Inilah jantung kota Bremen sejak lebih dari 1000 tahun lalu. Batu-batu mosaik sebagai lantai dan bangunan-bangunan cantik sekelilingnya membuat alun-alun Bremen diakui sebagai salah satu alun-alun terindah di Eropa. Dua warisan dunia UNESCO, yaitu Patung Roland dan Balai Kota, berada di area ini.
Roland Statue Bremen |
Patung ksatria yang berdiri dengan tegak di Markplatz ini disebut Roland. Sebenarnya Roland bukan hanya ada di Bremen, tetapi Roland Bremen menjadi sangat istimewa terutama bagi masyarakat Bremen.
Roland Bremen merupakan patung Roland tertua di Eropa dan menjadi pelindung serta lambang status otonomi Bremen. Legendanya mengatakan bahwa selama Roland masih berdiri dan memandang kota, Bremen akan tetap bebas dan merdeka. Karena itu rakyat Bremen tidak akan pernah membiarkannya jatuh, terutama ketika area ini dihujani bom di Perang Dunia II.
Berdasarkan alasan-alasan itu juga, UNESCO memasukkannya dalam daftar warisan dunia. Jangan lupa, gosoklah lulut Roland. Katanya, niscaya suatu saat nanti saya akan kembali lagi ke Bremen.
7. Rathaus (Townhall)

KETENTUAN LATIHAN
• 1. Jawablah pertanyaan berikut berdasarkan teks tentang alun-alun Bremen.
(a) Sejak kapan kawasan ini menjadi jantung kota Bremen?
(b) Apa sebutan bagi patung ksatria yang berdiri tegak di Markplatz?
(c) Menurut legenda, apa yang akan terjadi pada Bremen selama Roland masih berdiri dan memandang kota?
• 2. Cetaklah bagian teks tentang alun-alun Bremen di antara "Roland Bremen merupakan" dan "7. Rathaus (Townhall)", termasuk kedua bagian itu.

(Entri garis batas area berlabel)
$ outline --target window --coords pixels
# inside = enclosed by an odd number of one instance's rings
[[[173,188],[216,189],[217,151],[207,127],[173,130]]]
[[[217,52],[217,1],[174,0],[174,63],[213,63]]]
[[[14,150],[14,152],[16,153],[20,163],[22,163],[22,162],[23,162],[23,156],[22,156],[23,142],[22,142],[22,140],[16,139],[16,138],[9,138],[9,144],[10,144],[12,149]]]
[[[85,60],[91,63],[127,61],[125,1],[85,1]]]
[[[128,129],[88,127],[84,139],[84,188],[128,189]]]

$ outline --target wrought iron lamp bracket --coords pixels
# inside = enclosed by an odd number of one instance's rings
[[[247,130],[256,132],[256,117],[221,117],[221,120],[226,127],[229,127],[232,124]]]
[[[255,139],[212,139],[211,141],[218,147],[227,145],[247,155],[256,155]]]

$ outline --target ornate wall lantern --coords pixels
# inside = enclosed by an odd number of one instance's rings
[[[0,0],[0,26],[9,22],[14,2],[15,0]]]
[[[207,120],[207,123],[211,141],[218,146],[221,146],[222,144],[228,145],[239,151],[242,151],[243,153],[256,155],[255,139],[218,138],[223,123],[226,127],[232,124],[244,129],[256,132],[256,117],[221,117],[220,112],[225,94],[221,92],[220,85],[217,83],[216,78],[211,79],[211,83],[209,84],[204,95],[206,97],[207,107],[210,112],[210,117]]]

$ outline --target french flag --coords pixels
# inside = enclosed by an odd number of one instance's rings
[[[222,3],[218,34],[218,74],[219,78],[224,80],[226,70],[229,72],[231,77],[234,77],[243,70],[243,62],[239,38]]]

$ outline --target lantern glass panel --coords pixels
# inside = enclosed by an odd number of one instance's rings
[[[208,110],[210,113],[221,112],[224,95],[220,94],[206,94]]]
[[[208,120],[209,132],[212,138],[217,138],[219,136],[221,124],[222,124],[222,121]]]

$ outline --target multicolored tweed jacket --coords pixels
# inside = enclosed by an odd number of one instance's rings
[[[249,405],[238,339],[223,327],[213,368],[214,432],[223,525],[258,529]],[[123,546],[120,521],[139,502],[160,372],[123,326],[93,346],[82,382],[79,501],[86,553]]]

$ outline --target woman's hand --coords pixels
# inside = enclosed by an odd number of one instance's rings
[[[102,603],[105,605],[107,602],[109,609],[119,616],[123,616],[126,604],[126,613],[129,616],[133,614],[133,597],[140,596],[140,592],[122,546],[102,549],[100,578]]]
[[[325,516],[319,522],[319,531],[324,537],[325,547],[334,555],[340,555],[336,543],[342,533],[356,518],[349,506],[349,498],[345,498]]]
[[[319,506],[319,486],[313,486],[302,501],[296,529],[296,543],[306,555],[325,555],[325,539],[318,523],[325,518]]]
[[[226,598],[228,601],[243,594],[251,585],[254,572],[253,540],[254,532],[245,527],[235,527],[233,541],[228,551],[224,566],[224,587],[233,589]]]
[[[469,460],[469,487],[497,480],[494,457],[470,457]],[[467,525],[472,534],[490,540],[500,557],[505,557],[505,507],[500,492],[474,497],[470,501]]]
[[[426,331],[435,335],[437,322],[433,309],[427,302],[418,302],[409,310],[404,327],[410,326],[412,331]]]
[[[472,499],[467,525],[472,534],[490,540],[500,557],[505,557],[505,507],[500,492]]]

JAWABAN TIAP SOAL
• 1.
(a) Sejak lebih dari 1000 tahun lalu.
(b) Roland.
(c) Bremen akan tetap bebas dan merdeka.

• 2.
Roland Bremen merupakan patung Roland tertua di Eropa dan menjadi pelindung serta lambang status otonomi Bremen. Legendanya mengatakan bahwa selama Roland masih berdiri dan memandang kota, Bremen akan tetap bebas dan merdeka. Karena itu rakyat Bremen tidak akan pernah membiarkannya jatuh, terutama ketika area ini dihujani bom di Perang Dunia II.
Berdasarkan alasan-alasan itu juga, UNESCO memasukkannya dalam daftar warisan dunia. Jangan lupa, gosoklah lulut Roland. Katanya, niscaya suatu saat nanti saya akan kembali lagi ke Bremen.
7. Rathaus (Townhall)